Exercise: Continue the passage on full-value accesses and their performance costs, picking up right after its last sentence.

-------- Text block --------

You can heuristically lower this by combining it with a simple local analysis and only re-projecting when writing back to other l-values besides the last. In other words, generate code that will work as long as the entity is not modified behind abstraction barriers or through unexpected aliases:

var point0 = point
var x = point0.x
var point1 = point
var y = point1.y
swap(&x, &y)
point1.y = y        // do not reload point1
point = point1
point0 = point      // reload point0
point0.x = x
point = point0

Note that, in either solution, you've introduced extra full-value loads. This may be quite expensive, and it's not guaranteed to be semantically equivalent.

Performance

There are three major reasons why full-value accesses are inefficient.

Unnecessary subobject accesses

The first is that they may load or store more than is necessary.

As an obvious example, imagine a variable of type (Int, Int); even if my code only accesses the first element of the tuple, full-value accesses force me to read or write the second element as well. That means that, even if I'm purely overwriting the first element, I actually have to perform a full-value load first so that I know what value to use for the second element when performing the full-value store.

Additionally, while unnecessarily loading the second element of an (Int, Int) pair might seem trivial, consider that the tuple could actually have twenty elements, or that the second element might be non-trivial to copy (e.g. if it's a retainable pointer).

Abstraction barriers

A full-value load or store which you can completely reason about is one thing, but if it has to be performed as a call, it can be a major performance drag.

For one, calls do carry a significant amount of low-level overhead.

For another, optimizers must be extremely conservative about what a call might do. A retainable pointer might have to be retained and later released purely to protect against the possibility that a getter might, somehow, cause the pointer to otherwise be deallocated.

Furthermore, the conventions of the call might restrict performance. One way or another, a getter for a retainable pointer generally returns at +1, meaning that as part of the return, it is retained, forcing the caller to later release. If the access were instead direct to memory, this retain might be avoidable, depending on what the caller does with the pointer.

Copy-on-write

These problems are compounded by copy-on-write (COW) types. In Swift, a copy-on-write value embeds an object reference. Copying the value has low immediate cost, because it simply retains the existing reference. However, modifying a value requires the reference to be made unique, generally by copying the data held by the value into a fresh object. I'll call this operation a structural copy in an effort to avoid the more treacherous term "deep copy".

COW types are problematic with full-value accesses for several reasons.

First, COW types are often used to implement aggregates and thus often have several distinguishable subobjects which users are likely to think of as independent. This heightens the dangers of subobject clobbering.

Second, a full-value load of a COW type implies making the object reference non-unique. Changing the value at this point will force a structural copy. This means that modifying a temporary copy has dramatically worse performance compared to modifying the original entity in-place. For example:

window.name += " (closing)"

If &window.name can be passed directly to the operator, and the string buffer is uniquely referenced by that string, then this operation may be as cheap as copying a few characters into the tail of the buffer. But if this must be done with a write-back, then the temporary will never have a unique reference, and there will always be an unneeded structural copy.

-------- Information shown --------

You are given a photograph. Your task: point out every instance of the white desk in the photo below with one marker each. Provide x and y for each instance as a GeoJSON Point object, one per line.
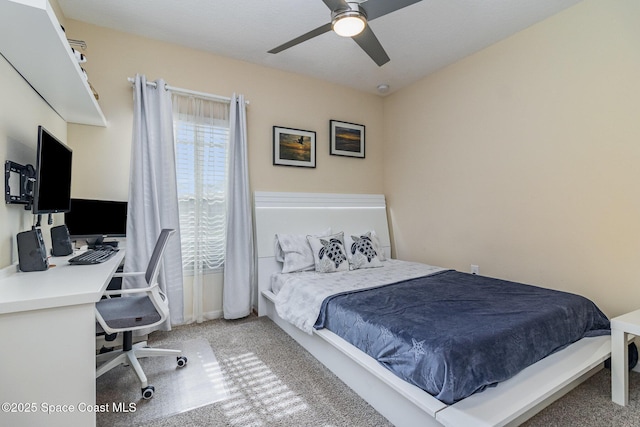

--------

Output of the exercise:
Conservative access patterns

When you know how storage is implemented, it's straightforward to generate an optimal access to it. There are several major reasons why you might not know how a storage declaration is implemented, though:

  • It might be an abstract declaration, not a concrete declaration. Currently this means a protocol member, but Swift may someday add abstract class members.
  • It might be a non-final class member, where the implementation you can see is potentially overridable by a subclass.
  • It might be a resilient declaration, where you know only that the entity exists and know nothing statically about its implementation.

In all of these cases, you must generate code that will handle the worst possible case, which is that the entity is implemented with a getter and a setter. Therefore, the conservative access pattern includes opaque getter and setter functions.

However, for all the reasons discussed above, using unnecessary full-value accesses can be terrible for performance. It's really bad if a little conservatism --- e.g. because Swift failed to devirtualize a property access --- causes asymptotic inefficiencies. Therefore, Swift's native conservative access pattern also includes a third accessor which permits direct access to storage when possible. This accessor is called materializeForSet.

materializeForSet receives an extra argument, which is an uninitialized buffer of the value type, and it returns a pointer and a flag. When it can provide direct access to storage for the entity, it constructs a pointer to the storage and returns false. When it can't, it performs a full-value load into the buffer and returns true. The caller performs the modification in-place on the returned pointer and then, if the flag is true, passes the value to the setter.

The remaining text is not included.